Listed entries:
<<<<
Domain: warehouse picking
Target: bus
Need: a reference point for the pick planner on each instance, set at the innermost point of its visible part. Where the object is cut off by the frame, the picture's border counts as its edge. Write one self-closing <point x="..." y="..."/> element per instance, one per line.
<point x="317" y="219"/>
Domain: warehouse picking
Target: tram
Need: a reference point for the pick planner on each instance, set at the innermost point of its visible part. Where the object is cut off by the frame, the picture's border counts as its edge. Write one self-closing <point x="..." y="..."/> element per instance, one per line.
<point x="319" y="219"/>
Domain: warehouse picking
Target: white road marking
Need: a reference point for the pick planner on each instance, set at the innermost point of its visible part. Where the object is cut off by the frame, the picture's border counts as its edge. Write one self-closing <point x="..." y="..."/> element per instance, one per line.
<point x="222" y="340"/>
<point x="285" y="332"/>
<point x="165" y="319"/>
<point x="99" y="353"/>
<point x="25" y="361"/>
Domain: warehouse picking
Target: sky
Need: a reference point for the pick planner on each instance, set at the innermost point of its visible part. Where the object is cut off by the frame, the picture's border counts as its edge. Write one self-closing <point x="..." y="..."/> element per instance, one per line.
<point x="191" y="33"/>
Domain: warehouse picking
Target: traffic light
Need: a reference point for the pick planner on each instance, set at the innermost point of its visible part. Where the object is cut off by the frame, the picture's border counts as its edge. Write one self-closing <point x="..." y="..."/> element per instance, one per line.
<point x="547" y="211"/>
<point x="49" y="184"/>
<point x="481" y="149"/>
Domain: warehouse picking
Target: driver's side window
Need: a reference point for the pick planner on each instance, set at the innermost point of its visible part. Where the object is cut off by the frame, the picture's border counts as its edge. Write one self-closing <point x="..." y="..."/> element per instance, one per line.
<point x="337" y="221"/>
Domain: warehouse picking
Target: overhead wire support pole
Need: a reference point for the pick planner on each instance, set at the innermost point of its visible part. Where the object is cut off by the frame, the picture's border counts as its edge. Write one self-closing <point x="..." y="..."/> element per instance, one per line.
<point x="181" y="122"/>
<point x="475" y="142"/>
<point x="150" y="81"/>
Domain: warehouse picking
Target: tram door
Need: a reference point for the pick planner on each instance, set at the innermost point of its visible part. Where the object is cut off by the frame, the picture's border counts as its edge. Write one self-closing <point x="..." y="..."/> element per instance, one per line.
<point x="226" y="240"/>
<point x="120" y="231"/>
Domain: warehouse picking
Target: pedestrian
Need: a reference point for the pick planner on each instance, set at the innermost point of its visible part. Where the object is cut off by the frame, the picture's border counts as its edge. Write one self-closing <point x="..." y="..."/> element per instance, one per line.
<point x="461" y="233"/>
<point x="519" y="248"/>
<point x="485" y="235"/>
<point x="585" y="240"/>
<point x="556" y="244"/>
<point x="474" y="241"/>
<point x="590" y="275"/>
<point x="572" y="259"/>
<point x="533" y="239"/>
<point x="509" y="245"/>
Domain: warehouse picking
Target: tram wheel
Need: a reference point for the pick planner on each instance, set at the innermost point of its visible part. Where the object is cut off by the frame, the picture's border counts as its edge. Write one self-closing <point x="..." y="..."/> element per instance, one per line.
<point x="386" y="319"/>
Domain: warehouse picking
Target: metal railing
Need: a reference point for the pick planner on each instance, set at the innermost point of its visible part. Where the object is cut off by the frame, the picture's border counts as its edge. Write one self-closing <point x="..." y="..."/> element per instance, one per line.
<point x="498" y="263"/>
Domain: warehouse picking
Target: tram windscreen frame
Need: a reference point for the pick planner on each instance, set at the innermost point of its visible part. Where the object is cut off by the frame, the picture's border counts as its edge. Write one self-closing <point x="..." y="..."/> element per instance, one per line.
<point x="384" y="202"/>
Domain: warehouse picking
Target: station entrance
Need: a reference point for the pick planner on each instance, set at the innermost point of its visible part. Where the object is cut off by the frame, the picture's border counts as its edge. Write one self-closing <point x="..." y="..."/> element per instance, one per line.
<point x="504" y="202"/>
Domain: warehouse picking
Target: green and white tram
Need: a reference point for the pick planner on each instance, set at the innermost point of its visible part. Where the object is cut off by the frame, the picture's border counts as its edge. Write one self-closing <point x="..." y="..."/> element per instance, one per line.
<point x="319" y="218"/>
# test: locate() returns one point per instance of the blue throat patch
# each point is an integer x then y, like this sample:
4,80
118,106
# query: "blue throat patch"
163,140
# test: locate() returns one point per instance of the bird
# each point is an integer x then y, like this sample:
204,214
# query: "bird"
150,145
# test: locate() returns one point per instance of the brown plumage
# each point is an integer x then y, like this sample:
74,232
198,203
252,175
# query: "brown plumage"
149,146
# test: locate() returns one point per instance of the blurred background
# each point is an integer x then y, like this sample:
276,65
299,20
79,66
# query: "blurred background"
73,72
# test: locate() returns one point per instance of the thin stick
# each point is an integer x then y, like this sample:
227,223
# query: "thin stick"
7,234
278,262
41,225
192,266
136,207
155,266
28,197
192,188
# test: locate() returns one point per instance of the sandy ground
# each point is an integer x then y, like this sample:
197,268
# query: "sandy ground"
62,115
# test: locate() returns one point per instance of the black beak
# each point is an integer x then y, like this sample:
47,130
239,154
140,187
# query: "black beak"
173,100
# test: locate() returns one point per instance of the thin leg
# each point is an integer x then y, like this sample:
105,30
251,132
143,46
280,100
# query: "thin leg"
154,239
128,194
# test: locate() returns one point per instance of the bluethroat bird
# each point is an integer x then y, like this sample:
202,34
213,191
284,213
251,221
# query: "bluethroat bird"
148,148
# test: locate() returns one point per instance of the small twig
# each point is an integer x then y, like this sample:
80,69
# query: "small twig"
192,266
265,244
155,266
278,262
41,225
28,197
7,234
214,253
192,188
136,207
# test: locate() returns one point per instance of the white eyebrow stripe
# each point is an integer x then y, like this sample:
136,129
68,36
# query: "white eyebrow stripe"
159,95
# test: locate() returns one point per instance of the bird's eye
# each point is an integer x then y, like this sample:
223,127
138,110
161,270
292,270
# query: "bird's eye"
>>>>
Your instructions: Copy out all of the records above, swapping every "pick planner" for "grasp planner" and leaving everything else unchanged.

Complete output:
Domain: warehouse picking
Target: bus
Need: a reference point for the grasp planner on each instance, set at the innermost point of its visible part. Where the object is cut off by the frame, the picture's border counts as its edge. Write one self-closing <point x="..." y="..."/> element per instance, one per line.
<point x="317" y="219"/>
Domain: warehouse picking
Target: tram
Need: a reference point for the grasp planner on each instance, set at the innermost point of its visible part. Where the object is cut off by the frame, the picture's border counts as its edge. Write one self-closing <point x="..." y="..."/> element per instance, one per line.
<point x="319" y="219"/>
Domain: warehouse picking
Target: white road marking
Need: a reference point for the grasp planner on each instance, set at the innermost point of its visible part. Where the object is cut off by the frame, the picture's border counts as its edge. Write one self-closing <point x="..." y="..."/> element per instance, one per line.
<point x="222" y="340"/>
<point x="285" y="332"/>
<point x="165" y="319"/>
<point x="99" y="353"/>
<point x="25" y="361"/>
Domain: warehouse picking
Target: sky
Need: a reference point for the grasp planner on each instance, set at the innermost point of its visible part. Where the object is cut off by the frame, the picture's border counts as its edge. Write one self-closing <point x="..." y="..."/> element per instance, one per line.
<point x="191" y="33"/>
Domain: warehouse picking
Target: traffic light
Need: a reference point for the grasp planner on each instance, set at the innermost point of its visible part. Where the object is cut off by the frame, the picture's border counts as its edge. Write one self-closing <point x="..." y="..."/> element per instance, one per line.
<point x="547" y="211"/>
<point x="49" y="184"/>
<point x="481" y="149"/>
Domain: warehouse picking
Target: driver's side window
Need: a reference point for the grasp planner on each instance, set at the innermost point of its visible part. Where the object is cut off by the frame, the picture's border counts as its edge. Write one self-closing <point x="..." y="..."/> element per instance, one per line.
<point x="337" y="221"/>
Domain: warehouse picking
Target: overhead wire support pole
Need: a reference point for the grasp planner on each instance, set at the innermost point of its visible part. Where the object is cut off by the frame, the picture's border counts as its edge. Write one self-closing <point x="..." y="..."/> element per instance, one per line.
<point x="181" y="122"/>
<point x="475" y="142"/>
<point x="150" y="81"/>
Domain: warehouse picking
Target: tram door
Need: a reference point for the grasp planner on each instance, set at the innermost point of its visible part. Where the object is cut off by the frame, the picture's border counts as its edge. Write one self-closing <point x="..." y="..."/> element per instance, one per line.
<point x="226" y="240"/>
<point x="120" y="231"/>
Domain: warehouse picking
Target: pedestrian
Need: a reference point for the grasp planner on each instance, set at the innermost point of its visible part. Where the object is cut off by the frame, the picture's border counts as its edge. Write one self-closing <point x="..." y="..."/> element per instance, one per line.
<point x="461" y="233"/>
<point x="519" y="248"/>
<point x="485" y="235"/>
<point x="585" y="240"/>
<point x="556" y="244"/>
<point x="474" y="241"/>
<point x="590" y="275"/>
<point x="572" y="259"/>
<point x="533" y="239"/>
<point x="509" y="245"/>
Domain: warehouse picking
Target: tram wheel
Need: a reference point for the grasp planner on each instance, set at the innermost point of its visible part. Where the object is cut off by the frame, the picture's border counts as its edge. Write one self-closing <point x="..." y="..."/> element per instance, one per line.
<point x="386" y="319"/>
Domain: warehouse picking
Target: metal railing
Need: a reference point for the grasp planner on each instance, set at the innermost point of its visible part. Where the object is cut off by the frame, the picture's border counts as its edge. Write one self-closing <point x="..." y="..."/> element per instance, one per line.
<point x="498" y="263"/>
Domain: warehouse picking
Target: tram windscreen frame
Need: a reference point for the grasp planner on each instance, set at the innermost point of its visible part. Where the object is cut off by the frame, the picture's border counts as its edge. Write one self-closing <point x="..." y="..."/> element per instance, one per line.
<point x="384" y="202"/>
Domain: warehouse picking
Target: station entrance
Need: a reference point for the grasp planner on each instance, set at the innermost point of its visible part. Where the object is cut off by the frame, the picture's border counts as its edge. Write one self-closing <point x="..." y="..."/> element per instance, one per line.
<point x="504" y="202"/>
Domain: warehouse picking
Target: green and white tram
Need: a reference point for the grasp planner on each instance, set at the innermost point of its visible part. Where the object is cut off by the frame, the picture's border counts as its edge. Write one self-closing <point x="..." y="..."/> element per instance, one per line.
<point x="319" y="218"/>
# test: locate() returns one point per instance of the blue throat patch
# each point is an integer x then y, like this sample:
4,80
118,106
# query: "blue throat patch"
163,140
# test: locate() returns one point per instance of the bird
# each point is an integer x then y, like this sample:
204,214
# query: "bird"
150,145
# test: locate() returns one point per instance of the brown plumage
# each point is an integer x then y, like this sample:
74,232
198,203
252,175
# query: "brown plumage"
149,146
# test: locate() returns one point per instance of the blurred background
# each point is an integer x then y, like this sample:
276,65
299,20
79,66
# query: "blurred background"
73,72
# test: locate() returns one point per instance of the thin stick
# each point is an integer x then y, like this sample:
227,223
# query: "thin stick"
7,234
278,262
41,225
192,266
136,207
155,266
28,197
192,188
# test: locate() returns one point per instance of the sandy ground
# each point is an integer x then y, like this sample:
197,268
# query: "sandy ground"
62,115
# test: locate() returns one point per instance of the black beak
# each point is an integer x then y, like this sample:
47,130
239,154
140,187
# query: "black beak"
173,100
# test: locate() returns one point per instance of the thin leg
# each point is an integer x then y, like this sample:
105,30
251,132
143,46
280,100
# query: "thin leg"
154,239
128,194
# test: locate() returns one point per instance of the bluethroat bird
# each point is an integer x then y, like this sample:
202,34
213,191
284,213
251,221
# query: "bluethroat bird"
148,148
# test: locate() returns one point per instance of the small twig
# each point is an integer x then y, like this sample:
80,69
# query: "small twig"
192,266
265,244
155,266
278,262
41,225
28,197
7,234
214,253
192,188
136,207
# test: locate() returns one point per instance of the white eyebrow stripe
# each point is an integer x then y, like this sample:
136,129
68,36
# query: "white eyebrow stripe"
159,95
# test: locate() returns one point per instance of the bird's eye
# each point is an integer x then y, like this sample:
223,127
138,110
161,270
292,270
# query: "bird's eye"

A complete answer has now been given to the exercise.